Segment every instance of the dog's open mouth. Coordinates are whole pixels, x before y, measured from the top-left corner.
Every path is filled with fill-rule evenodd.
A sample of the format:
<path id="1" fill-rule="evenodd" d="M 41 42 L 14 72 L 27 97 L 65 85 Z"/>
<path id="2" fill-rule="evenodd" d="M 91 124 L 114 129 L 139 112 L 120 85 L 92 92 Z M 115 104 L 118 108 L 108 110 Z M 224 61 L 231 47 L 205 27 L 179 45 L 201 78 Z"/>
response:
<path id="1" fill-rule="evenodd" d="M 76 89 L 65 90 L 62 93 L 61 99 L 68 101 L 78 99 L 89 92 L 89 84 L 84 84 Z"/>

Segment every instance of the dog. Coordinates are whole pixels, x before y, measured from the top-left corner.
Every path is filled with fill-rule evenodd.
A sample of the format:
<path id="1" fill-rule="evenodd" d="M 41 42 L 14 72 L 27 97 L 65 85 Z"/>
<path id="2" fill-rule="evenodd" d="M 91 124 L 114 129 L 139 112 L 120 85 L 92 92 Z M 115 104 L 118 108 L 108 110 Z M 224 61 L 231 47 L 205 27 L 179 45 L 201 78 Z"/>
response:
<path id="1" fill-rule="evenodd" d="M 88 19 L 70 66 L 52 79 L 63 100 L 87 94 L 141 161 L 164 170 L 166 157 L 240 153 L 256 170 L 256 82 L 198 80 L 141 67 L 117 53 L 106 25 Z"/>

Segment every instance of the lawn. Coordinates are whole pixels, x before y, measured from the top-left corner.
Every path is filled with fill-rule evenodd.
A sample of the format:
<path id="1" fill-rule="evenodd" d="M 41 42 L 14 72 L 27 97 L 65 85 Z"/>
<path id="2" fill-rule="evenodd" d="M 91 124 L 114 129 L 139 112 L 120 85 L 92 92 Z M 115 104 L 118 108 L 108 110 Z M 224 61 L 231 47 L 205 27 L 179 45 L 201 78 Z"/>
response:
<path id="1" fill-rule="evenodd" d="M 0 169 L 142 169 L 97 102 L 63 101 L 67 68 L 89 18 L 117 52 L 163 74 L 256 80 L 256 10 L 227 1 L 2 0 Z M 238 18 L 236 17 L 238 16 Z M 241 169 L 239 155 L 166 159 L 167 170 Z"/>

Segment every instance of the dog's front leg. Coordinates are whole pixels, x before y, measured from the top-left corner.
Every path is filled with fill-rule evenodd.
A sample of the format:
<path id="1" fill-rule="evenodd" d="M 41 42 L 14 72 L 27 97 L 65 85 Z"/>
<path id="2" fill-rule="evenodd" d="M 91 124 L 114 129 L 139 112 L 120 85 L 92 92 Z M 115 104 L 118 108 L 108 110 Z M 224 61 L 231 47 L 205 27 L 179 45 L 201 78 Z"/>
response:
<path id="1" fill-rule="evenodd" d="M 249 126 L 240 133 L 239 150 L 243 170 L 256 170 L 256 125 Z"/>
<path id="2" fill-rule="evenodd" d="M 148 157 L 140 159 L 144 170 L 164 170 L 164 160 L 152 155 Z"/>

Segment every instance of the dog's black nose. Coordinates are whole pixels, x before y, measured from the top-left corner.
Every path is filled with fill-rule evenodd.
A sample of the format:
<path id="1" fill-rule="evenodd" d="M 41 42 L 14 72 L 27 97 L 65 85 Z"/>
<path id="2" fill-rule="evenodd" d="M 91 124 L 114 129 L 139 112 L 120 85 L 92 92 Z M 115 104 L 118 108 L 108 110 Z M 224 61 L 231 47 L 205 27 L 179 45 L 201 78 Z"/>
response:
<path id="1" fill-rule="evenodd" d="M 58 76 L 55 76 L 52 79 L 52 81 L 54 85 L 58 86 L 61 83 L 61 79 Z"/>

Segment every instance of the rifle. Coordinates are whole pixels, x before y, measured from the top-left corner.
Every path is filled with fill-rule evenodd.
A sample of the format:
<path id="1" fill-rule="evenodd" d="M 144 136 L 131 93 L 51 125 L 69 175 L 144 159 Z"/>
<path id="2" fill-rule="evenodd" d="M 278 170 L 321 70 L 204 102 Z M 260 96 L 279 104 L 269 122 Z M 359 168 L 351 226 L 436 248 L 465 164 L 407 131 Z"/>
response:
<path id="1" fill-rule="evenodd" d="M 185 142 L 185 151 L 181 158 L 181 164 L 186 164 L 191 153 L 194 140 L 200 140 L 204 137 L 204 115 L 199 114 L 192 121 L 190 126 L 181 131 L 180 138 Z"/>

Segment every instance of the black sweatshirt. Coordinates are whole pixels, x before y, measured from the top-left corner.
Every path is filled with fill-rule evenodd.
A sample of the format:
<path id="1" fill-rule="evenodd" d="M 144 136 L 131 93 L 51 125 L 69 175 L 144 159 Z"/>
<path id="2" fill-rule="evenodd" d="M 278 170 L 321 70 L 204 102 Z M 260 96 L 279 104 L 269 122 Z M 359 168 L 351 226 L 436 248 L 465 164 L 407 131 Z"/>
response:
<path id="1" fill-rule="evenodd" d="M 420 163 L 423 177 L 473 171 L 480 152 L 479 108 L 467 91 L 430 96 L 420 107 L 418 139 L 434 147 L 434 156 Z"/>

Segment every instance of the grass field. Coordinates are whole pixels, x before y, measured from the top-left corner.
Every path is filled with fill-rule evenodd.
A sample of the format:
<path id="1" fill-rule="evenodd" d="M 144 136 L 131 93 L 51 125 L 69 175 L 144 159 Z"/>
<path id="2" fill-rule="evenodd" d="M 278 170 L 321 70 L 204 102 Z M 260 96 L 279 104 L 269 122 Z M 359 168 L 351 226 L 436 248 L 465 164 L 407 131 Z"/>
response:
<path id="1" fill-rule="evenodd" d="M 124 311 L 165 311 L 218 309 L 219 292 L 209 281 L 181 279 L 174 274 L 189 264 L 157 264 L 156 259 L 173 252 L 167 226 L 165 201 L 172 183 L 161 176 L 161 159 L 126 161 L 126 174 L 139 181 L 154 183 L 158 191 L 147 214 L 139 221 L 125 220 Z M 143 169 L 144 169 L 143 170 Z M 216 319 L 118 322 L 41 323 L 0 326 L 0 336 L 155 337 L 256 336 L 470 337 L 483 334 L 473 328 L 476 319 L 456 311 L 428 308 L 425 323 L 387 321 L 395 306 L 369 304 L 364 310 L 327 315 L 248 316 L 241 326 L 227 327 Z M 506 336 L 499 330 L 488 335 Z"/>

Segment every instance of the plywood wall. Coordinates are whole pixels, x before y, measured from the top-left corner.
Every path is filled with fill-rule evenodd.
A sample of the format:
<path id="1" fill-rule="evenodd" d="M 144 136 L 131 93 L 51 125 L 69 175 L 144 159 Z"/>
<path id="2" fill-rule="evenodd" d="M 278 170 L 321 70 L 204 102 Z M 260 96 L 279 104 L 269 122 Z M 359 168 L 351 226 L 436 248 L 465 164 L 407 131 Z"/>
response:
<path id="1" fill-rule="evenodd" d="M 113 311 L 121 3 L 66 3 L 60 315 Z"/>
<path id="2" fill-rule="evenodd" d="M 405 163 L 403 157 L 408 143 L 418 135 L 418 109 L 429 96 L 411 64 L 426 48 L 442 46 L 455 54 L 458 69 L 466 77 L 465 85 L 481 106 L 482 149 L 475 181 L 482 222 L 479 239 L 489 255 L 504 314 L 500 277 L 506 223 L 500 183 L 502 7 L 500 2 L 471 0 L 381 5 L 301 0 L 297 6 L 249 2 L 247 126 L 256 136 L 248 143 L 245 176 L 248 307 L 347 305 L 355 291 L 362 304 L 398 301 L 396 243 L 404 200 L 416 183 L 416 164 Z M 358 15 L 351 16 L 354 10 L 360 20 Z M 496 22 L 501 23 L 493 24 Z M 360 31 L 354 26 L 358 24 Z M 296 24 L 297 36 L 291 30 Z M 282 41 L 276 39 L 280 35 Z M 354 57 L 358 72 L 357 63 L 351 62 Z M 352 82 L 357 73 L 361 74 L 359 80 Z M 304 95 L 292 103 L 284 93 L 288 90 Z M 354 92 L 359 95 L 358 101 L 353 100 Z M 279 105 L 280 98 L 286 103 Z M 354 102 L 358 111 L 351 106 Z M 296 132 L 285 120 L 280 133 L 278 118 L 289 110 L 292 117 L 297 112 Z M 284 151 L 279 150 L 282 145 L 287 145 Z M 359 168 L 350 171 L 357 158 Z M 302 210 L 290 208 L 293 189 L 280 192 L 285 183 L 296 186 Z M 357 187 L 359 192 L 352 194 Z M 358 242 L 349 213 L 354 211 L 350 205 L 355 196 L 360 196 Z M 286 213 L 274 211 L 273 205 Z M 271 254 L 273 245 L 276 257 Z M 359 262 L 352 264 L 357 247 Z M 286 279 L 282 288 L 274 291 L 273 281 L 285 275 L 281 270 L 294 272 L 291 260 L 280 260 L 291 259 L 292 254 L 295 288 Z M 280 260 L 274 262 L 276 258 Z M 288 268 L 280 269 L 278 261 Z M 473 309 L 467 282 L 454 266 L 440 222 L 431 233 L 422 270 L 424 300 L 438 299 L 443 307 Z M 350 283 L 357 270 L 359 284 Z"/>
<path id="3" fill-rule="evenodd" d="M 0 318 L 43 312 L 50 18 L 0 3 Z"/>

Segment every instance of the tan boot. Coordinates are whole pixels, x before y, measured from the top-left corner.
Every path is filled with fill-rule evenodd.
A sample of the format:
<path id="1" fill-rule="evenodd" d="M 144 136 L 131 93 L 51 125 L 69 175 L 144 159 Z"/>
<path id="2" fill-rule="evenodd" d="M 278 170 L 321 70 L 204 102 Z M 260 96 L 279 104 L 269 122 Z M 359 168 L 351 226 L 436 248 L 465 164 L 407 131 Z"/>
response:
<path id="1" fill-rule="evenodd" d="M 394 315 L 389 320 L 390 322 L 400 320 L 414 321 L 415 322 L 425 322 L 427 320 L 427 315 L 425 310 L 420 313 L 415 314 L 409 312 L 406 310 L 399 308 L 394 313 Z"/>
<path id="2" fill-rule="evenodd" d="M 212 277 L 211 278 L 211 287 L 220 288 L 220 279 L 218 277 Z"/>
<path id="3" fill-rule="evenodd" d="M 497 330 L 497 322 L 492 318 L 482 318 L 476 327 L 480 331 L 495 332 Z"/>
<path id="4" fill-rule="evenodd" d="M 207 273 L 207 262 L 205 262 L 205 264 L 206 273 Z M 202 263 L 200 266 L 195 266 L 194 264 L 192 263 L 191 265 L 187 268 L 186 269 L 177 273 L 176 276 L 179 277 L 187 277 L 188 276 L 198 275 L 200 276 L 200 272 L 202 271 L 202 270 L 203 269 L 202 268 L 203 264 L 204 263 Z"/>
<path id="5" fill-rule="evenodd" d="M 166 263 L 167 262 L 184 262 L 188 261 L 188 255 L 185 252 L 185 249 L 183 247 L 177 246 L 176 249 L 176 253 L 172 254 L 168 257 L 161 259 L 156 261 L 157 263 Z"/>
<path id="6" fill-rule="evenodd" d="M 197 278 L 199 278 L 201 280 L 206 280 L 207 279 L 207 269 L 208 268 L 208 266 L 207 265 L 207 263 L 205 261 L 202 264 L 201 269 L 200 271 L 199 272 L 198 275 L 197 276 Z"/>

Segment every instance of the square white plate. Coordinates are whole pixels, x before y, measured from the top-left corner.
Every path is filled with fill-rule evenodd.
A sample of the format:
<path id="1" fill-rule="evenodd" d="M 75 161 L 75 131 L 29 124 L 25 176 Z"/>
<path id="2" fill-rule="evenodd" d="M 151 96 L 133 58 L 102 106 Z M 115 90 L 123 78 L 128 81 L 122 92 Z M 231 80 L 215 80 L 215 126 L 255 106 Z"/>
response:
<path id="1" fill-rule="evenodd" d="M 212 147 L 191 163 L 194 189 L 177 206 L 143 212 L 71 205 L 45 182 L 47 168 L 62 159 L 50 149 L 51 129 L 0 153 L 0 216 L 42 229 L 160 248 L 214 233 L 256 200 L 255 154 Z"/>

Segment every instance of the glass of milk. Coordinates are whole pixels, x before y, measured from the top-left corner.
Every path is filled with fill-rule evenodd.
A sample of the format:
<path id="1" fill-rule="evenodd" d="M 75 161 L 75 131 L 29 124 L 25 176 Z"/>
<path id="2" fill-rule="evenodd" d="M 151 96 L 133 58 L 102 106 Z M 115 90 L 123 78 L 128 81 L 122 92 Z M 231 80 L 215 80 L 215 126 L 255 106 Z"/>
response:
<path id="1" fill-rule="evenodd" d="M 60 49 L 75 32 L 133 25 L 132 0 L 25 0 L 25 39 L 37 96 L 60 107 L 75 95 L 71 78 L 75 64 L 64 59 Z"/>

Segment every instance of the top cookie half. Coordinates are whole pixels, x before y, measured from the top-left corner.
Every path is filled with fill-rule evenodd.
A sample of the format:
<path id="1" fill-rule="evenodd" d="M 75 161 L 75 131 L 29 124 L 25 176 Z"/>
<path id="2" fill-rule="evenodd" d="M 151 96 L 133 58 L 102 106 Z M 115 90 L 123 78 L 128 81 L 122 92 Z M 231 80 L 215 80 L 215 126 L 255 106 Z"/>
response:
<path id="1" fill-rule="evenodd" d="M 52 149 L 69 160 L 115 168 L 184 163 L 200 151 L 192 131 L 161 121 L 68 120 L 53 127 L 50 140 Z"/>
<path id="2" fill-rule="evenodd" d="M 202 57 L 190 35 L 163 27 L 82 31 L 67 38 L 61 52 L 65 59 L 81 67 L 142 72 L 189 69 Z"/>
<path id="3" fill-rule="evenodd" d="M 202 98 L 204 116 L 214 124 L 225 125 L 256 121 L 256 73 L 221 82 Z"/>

• • • • •

▶ What the task asks
Put the entries from the line with "Segment every instance of the top" up to and including the line with "202 57 L 190" into a Markdown table with the columns Number and Content. Give each line its own numbered row, and leave out blank lines.

▶ Exercise answer
| Number | Content |
|---|---|
| 1 | Segment every instance of the top cookie half. Coordinates are whole pixels, x before y, measured from the top-left corner. |
| 2 | Every path is filled with fill-rule evenodd. |
| 3 | A sample of the format: |
| 4 | <path id="1" fill-rule="evenodd" d="M 75 161 L 75 131 L 29 124 L 25 176 Z"/> |
| 5 | <path id="2" fill-rule="evenodd" d="M 151 96 L 133 58 L 102 106 Z M 115 90 L 123 78 L 128 81 L 122 92 Z M 231 80 L 215 80 L 215 126 L 255 106 Z"/> |
| 6 | response: |
| 7 | <path id="1" fill-rule="evenodd" d="M 52 149 L 69 160 L 115 168 L 184 163 L 200 151 L 192 131 L 161 121 L 68 120 L 53 127 L 50 140 Z"/> |
| 8 | <path id="2" fill-rule="evenodd" d="M 202 57 L 190 35 L 163 27 L 82 31 L 67 38 L 61 52 L 65 59 L 81 67 L 142 72 L 189 69 Z"/> |